Dataset rows on where objects appear
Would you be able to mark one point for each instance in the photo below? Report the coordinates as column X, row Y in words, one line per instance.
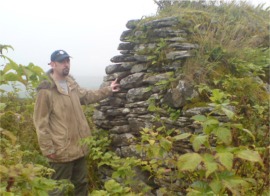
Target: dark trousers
column 76, row 172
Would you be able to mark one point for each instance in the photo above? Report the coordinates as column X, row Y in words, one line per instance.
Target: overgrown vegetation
column 230, row 70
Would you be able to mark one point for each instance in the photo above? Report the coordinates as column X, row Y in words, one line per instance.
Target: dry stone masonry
column 152, row 55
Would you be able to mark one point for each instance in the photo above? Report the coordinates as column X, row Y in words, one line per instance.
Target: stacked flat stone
column 126, row 112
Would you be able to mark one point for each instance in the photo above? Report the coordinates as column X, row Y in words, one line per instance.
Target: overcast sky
column 88, row 30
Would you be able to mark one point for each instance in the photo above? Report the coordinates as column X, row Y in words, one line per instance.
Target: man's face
column 61, row 68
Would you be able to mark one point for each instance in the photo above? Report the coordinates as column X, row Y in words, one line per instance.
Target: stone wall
column 149, row 69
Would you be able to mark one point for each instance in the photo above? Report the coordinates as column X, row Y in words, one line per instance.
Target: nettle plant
column 19, row 177
column 217, row 164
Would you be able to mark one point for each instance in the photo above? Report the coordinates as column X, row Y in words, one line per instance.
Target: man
column 61, row 124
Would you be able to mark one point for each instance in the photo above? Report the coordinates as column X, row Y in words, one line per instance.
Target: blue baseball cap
column 59, row 55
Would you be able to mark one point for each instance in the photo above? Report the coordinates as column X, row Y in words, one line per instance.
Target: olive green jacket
column 59, row 119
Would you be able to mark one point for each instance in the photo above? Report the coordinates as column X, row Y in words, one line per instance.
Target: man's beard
column 65, row 71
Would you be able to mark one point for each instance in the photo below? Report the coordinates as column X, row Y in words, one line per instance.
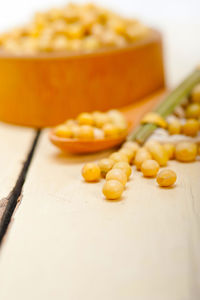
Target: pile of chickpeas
column 74, row 27
column 95, row 125
column 148, row 159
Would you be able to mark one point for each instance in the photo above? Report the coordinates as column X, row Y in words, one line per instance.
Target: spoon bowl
column 132, row 114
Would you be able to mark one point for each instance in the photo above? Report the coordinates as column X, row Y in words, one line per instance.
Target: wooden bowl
column 46, row 89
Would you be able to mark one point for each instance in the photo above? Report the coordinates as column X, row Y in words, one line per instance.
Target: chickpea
column 91, row 43
column 113, row 189
column 150, row 168
column 125, row 167
column 60, row 43
column 117, row 156
column 75, row 27
column 129, row 153
column 131, row 145
column 98, row 133
column 100, row 119
column 70, row 122
column 91, row 172
column 141, row 155
column 63, row 131
column 186, row 151
column 193, row 111
column 195, row 94
column 117, row 174
column 105, row 165
column 170, row 149
column 116, row 117
column 86, row 132
column 190, row 127
column 85, row 119
column 166, row 178
column 158, row 152
column 110, row 130
column 174, row 127
column 75, row 131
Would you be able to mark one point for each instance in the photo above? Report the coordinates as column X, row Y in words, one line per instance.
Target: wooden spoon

■ **What you need to do**:
Copy out the lines above exactly, starting at the first line and ending at the line that contains "column 61, row 124", with both ends included. Omit the pictures from your copy.

■ **Final answer**:
Would you be able to mark one point for each instance in the photo below? Report the coordinates as column X, row Y in words, one line per instance.
Target: dark trousers
column 76, row 172
Would you be able to mark one point for each instance in the photo above? Report the coordinates as column X, row Y in words, one line per instance.
Target: overgrown vegetation
column 230, row 70
Would you be able to mark one point for each instance in the photo above? Report the coordinates as column X, row Y in words, one line per instance.
Target: dry stone masonry
column 152, row 55
Would you be able to mark one point for each instance in the photo above? Report the coordinates as column X, row Y in words, one line per instance.
Target: stacked flat stone
column 126, row 112
Would you be able to mark one point for each instance in the photo above? Report the coordinates as column X, row Y in words, one line per instance.
Target: overcast sky
column 88, row 30
Would you be able to mark one point for each instance in the photo above? Report the coordinates as column X, row Y in words, one line per instance.
Target: man's face
column 61, row 68
Would you be able to mark one point for each instance in the photo above? Report the coordinates as column X, row Y in words, one line per instance.
Target: stone wall
column 149, row 69
Would you be able to mark one point for each instance in the photo above? Report the coordinates as column X, row Y in words, one line per instance.
Target: nettle plant
column 19, row 177
column 217, row 164
Would you be able to mark one point for each instance in the photo above? Report the coordinates as column X, row Y in words, one line per instance.
Target: man
column 61, row 124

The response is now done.